[Items from a dataset]
__________________________________________________

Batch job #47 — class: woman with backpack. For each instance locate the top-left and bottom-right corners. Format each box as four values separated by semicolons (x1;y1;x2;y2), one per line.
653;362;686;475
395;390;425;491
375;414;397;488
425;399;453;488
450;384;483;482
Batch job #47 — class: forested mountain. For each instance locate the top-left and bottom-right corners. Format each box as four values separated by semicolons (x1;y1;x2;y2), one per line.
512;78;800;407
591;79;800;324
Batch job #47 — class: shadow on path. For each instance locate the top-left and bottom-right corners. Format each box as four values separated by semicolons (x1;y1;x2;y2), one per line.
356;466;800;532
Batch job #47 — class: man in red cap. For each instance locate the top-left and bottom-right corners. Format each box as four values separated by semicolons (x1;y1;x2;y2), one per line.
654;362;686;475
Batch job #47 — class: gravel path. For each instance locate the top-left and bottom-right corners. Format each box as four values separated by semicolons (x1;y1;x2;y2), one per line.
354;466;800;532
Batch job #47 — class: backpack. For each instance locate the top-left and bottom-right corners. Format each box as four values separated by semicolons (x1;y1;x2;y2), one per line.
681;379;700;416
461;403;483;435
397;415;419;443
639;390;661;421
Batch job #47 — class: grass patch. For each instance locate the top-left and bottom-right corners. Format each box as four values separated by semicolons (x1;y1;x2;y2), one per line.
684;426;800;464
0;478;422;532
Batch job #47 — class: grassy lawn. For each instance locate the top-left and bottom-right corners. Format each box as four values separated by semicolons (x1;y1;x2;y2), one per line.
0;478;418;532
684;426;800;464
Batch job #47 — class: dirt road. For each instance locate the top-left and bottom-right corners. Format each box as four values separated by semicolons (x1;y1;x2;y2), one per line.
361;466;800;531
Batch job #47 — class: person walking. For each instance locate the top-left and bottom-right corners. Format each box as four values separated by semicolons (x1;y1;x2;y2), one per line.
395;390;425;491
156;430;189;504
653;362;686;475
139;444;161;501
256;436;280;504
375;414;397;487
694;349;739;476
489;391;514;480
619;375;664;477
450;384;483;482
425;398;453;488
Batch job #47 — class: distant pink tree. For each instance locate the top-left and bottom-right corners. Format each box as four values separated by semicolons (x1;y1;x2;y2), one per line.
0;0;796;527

__________________________________________________

▸ **Your goal**: Convert the material above into a two-column CSV with the headers instruction and response. Give each instruction and its answer one row, with each value in a single quoted field and line breaks replaced by spaces.

▸ **Completed exercise**:
instruction,response
"Batch job #47 — class: woman with backpack. For each instance locate the top-left and bottom-right corners. Format each box as four values separated by semicolons (x1;y1;x2;y2), one per line.","653;362;686;475 395;390;425;491 375;414;397;488 425;399;453;488 450;384;483;482"
"Batch job #47 — class: forested mountain. For each instance locate the top-left and bottom-right corners. Format each box as four values separated by semicolons (x1;y1;x2;y2), one per line.","512;78;800;407 591;79;800;324"
"Batch job #47 — class: shadow on path. For each instance locate the top-left and bottom-right corners. Format each box as four values separated by semicolons (x1;y1;x2;y2), one per line.","356;466;800;532"
"Batch job #47 — class: man in red cap. For each instance locate the top-left and bottom-right corners. Format each box as four values separated by semicolons (x1;y1;x2;y2), one per line.","654;362;686;475"
"Batch job #47 — class: gravel path. For each instance locate the top-left and bottom-right corners. Format each box as four values separated by semicolons (x1;y1;x2;y2), one per line.","354;466;800;532"
"Batch job #47 — class: backpack. For each instance locate the top-left and bottom-right corners. Format each box as four values separated by semicolons (x1;y1;x2;y2), one per line.","681;379;700;416 461;403;483;435 397;415;419;443 639;390;661;421"
"Batch job #47 — class: grass patch. For each instance locate the top-left and bottom-right corners. Format each box as four values separated by semicolons (x1;y1;x2;y2), one per line.","684;426;800;464 0;478;422;532"
"Batch job #47 — class: grassy lawn. For each instance locate the top-left and bottom-right corners. Format each box as four values separated by semicolons (x1;y1;x2;y2), one per line.","0;478;418;532 684;426;800;464"
"Batch job #47 — class: dirt road. For each instance locate the top-left and bottom-right corners. Format each box as four values separated by semicolons (x1;y1;x2;y2), one per line.","361;466;800;531"
"Batch job #47 — class: person walking. For each instance locate the top-left and bottom-right corners. Format each box as four values separated by semicolons (x1;y1;x2;y2), one per line.","395;390;425;491 156;430;189;504 653;362;686;475 139;444;161;501 256;436;280;504 375;414;397;487 694;349;739;476 489;391;514;480 619;375;664;477 450;384;483;482 425;398;453;488"
"Batch job #47 — class: distant pink tree. For each instance locate the top-left and bottom-right corners. Format each box as four values separated by semicolons (x1;y1;x2;y2), one per line.","0;0;796;527"